Information shown:
════════════════════
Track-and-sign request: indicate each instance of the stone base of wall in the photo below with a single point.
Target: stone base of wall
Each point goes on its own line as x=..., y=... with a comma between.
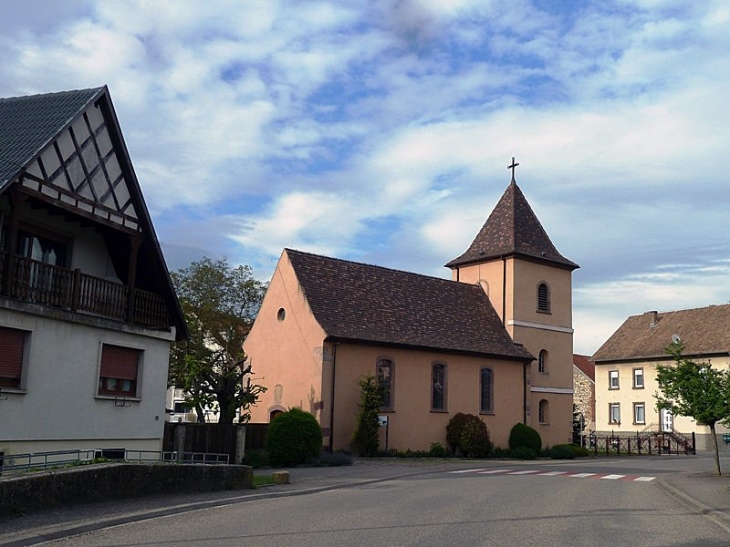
x=47, y=490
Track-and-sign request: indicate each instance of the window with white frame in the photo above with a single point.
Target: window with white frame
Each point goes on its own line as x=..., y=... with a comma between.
x=542, y=362
x=543, y=298
x=119, y=371
x=614, y=413
x=12, y=350
x=638, y=378
x=639, y=413
x=613, y=379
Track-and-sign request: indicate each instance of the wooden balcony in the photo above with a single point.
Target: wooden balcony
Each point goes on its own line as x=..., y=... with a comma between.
x=40, y=283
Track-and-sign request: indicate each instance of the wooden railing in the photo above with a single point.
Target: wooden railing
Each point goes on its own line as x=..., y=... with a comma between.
x=34, y=281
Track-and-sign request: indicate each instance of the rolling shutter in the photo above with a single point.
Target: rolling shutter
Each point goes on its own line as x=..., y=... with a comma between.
x=12, y=342
x=118, y=362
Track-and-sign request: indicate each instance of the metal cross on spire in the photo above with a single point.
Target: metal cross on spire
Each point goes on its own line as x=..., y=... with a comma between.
x=513, y=168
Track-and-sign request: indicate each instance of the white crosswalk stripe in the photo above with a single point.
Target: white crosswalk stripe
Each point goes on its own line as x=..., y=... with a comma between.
x=542, y=473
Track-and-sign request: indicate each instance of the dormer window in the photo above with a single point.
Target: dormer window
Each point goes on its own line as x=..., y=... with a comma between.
x=543, y=298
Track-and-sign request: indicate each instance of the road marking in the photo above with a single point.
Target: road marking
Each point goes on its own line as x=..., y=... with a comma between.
x=493, y=471
x=469, y=470
x=541, y=473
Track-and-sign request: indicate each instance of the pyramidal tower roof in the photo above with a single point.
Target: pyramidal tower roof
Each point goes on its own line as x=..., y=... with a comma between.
x=512, y=230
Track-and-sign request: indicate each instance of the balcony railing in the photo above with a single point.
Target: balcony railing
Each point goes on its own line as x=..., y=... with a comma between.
x=63, y=288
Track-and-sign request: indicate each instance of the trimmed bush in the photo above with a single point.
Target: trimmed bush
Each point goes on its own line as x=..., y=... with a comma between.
x=437, y=451
x=453, y=431
x=523, y=436
x=468, y=436
x=475, y=441
x=561, y=452
x=294, y=437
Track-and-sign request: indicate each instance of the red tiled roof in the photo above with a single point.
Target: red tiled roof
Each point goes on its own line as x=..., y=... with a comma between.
x=703, y=331
x=512, y=229
x=371, y=304
x=588, y=368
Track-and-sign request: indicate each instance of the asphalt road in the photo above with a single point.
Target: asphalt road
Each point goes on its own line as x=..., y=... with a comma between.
x=575, y=503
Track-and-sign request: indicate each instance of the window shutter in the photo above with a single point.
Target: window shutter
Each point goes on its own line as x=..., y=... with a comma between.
x=12, y=342
x=119, y=363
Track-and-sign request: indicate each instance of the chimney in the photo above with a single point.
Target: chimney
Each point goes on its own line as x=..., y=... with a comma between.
x=654, y=318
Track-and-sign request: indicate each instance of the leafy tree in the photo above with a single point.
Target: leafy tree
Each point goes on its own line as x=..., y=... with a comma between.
x=696, y=390
x=220, y=303
x=366, y=437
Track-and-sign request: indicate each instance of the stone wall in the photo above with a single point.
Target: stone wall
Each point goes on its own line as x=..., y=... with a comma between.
x=584, y=397
x=50, y=489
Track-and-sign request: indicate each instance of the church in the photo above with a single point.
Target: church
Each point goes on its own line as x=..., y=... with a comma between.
x=495, y=341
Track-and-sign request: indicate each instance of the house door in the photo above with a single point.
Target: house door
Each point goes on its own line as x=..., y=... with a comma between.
x=667, y=421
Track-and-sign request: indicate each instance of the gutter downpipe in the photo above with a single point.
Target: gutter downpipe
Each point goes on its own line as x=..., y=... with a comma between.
x=332, y=402
x=524, y=392
x=504, y=289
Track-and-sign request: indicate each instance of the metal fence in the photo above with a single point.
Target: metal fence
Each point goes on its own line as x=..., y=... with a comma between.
x=39, y=461
x=641, y=444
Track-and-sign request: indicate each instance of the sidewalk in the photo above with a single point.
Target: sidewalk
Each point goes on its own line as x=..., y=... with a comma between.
x=703, y=492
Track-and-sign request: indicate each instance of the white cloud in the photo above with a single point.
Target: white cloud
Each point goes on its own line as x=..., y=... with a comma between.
x=384, y=129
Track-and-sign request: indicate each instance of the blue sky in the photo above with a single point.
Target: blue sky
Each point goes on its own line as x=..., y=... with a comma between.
x=380, y=131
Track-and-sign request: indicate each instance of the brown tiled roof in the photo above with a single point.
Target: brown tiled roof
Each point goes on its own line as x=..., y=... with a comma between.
x=703, y=331
x=372, y=304
x=512, y=229
x=588, y=368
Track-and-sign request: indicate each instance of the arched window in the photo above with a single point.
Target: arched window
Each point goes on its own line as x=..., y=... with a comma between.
x=486, y=389
x=438, y=386
x=544, y=411
x=543, y=298
x=384, y=374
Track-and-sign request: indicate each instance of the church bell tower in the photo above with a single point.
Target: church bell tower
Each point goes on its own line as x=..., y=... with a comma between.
x=529, y=284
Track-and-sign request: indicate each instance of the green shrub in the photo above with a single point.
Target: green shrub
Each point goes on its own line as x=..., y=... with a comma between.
x=561, y=452
x=453, y=431
x=522, y=453
x=523, y=436
x=294, y=437
x=468, y=436
x=256, y=458
x=437, y=450
x=475, y=441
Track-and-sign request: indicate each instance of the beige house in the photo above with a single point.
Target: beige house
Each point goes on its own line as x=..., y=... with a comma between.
x=87, y=309
x=626, y=369
x=496, y=341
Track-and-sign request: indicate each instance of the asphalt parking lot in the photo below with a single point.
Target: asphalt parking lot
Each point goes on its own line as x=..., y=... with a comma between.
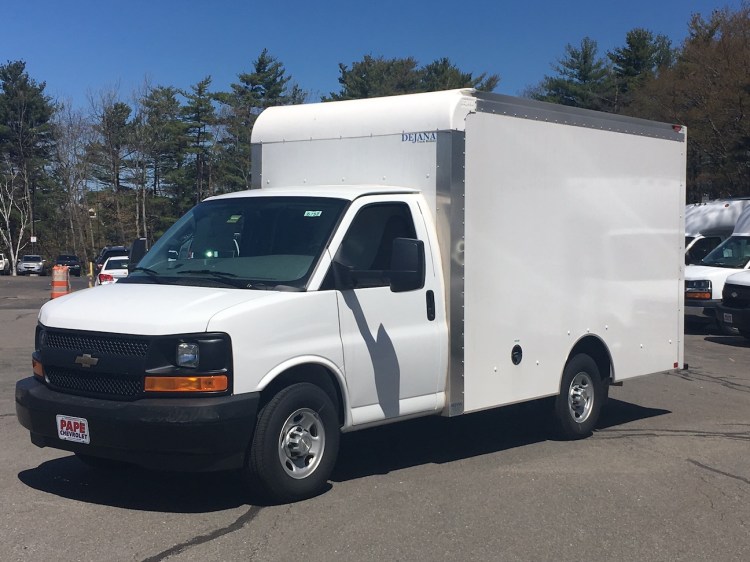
x=665, y=477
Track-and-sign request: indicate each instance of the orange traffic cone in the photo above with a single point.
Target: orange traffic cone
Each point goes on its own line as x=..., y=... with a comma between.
x=60, y=281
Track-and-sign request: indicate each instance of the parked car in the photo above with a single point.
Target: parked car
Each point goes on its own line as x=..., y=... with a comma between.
x=113, y=269
x=734, y=309
x=73, y=263
x=106, y=253
x=31, y=263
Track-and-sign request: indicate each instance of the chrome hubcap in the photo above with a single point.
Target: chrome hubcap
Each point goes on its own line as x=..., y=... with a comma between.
x=581, y=397
x=301, y=443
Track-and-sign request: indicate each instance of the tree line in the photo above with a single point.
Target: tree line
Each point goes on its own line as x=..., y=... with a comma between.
x=75, y=180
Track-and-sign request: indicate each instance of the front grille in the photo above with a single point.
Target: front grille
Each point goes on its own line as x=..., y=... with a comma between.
x=105, y=385
x=736, y=296
x=106, y=345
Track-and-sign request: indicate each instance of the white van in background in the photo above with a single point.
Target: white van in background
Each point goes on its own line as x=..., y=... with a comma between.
x=708, y=224
x=704, y=281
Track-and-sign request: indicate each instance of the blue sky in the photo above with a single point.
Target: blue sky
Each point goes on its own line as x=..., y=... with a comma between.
x=83, y=47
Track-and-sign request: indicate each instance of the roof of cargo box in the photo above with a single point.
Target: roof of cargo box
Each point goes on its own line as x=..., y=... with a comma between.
x=349, y=192
x=431, y=111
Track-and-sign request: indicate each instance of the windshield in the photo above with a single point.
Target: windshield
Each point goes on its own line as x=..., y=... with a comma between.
x=116, y=263
x=243, y=242
x=734, y=252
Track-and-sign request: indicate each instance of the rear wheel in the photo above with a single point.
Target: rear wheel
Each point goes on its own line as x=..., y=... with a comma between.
x=295, y=444
x=582, y=394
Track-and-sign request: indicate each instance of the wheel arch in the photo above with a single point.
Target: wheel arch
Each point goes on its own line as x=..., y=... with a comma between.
x=594, y=347
x=314, y=370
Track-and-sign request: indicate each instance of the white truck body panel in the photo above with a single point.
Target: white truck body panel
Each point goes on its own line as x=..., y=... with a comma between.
x=582, y=269
x=437, y=253
x=541, y=225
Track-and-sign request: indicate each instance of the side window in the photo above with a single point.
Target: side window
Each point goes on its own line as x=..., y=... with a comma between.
x=368, y=243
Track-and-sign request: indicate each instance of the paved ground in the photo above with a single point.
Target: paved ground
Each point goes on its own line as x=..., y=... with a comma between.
x=666, y=477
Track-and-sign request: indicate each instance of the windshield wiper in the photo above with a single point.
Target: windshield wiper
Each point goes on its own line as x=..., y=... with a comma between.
x=148, y=270
x=206, y=272
x=223, y=276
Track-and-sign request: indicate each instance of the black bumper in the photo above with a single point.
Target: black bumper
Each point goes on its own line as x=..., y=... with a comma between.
x=740, y=317
x=189, y=434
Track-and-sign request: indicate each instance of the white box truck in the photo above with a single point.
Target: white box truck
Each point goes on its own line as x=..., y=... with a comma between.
x=430, y=254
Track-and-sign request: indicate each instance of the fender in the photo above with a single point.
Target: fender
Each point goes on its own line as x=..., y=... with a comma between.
x=312, y=360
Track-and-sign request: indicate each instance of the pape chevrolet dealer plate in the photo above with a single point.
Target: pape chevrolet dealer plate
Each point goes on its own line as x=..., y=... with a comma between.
x=73, y=429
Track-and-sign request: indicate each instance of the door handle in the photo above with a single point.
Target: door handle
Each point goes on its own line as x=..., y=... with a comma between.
x=430, y=306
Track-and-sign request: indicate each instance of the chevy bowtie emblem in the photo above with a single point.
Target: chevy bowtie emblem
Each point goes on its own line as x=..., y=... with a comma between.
x=86, y=360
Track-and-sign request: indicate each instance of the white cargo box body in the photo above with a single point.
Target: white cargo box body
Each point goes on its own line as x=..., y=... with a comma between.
x=554, y=225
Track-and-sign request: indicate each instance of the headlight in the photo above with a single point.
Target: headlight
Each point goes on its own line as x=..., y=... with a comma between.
x=698, y=285
x=698, y=289
x=188, y=355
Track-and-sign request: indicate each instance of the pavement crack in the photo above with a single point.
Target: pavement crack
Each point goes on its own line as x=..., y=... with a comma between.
x=240, y=522
x=612, y=433
x=717, y=471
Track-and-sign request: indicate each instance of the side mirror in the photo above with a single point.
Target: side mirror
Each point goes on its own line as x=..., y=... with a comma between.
x=407, y=265
x=137, y=250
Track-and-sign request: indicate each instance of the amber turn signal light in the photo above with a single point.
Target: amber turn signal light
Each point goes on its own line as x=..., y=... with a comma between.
x=700, y=296
x=207, y=383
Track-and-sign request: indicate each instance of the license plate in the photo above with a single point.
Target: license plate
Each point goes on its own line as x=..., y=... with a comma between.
x=73, y=429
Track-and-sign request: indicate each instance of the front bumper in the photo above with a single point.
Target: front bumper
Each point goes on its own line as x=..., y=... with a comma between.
x=733, y=317
x=187, y=434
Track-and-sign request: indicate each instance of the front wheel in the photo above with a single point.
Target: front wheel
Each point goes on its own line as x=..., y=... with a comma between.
x=582, y=394
x=295, y=444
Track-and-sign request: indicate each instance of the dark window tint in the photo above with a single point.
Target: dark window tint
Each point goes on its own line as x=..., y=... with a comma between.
x=368, y=243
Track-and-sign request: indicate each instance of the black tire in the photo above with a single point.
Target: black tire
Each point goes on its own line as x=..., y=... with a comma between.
x=100, y=463
x=581, y=397
x=295, y=444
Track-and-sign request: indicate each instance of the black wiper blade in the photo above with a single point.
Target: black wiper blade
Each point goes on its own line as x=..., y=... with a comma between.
x=148, y=270
x=223, y=276
x=206, y=272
════════════════════
What is being asked:
Copy out the lines from the one containing "Track-and-sign request: indicate each instance of the fender" through the one containing "x=86, y=360", inclusive, exactly as they appear in the records.

Solution for this problem:
Track-and-sign request: indicate each instance of the fender in the photo above with a single point.
Target: fender
Each point goes on its own line as x=..., y=... with a comma between.
x=312, y=360
Track-and-sign request: indicate each instance of the pape chevrolet dealer plate in the photo above with a single point.
Target: pape chevrolet dealer plate
Each point goes on its own line as x=..., y=... with a comma between.
x=73, y=429
Track-and-sign request: indicate each instance of the door handle in the photo above with a single point.
Target: door handle
Each point goes on its own line as x=..., y=... with a comma between.
x=430, y=306
Track-and-sign request: indicate each instance of the chevy bowtie emblem in the photo above with a single point.
Target: chevy bowtie emblem
Each point goes on its own line as x=..., y=... with a comma between.
x=86, y=360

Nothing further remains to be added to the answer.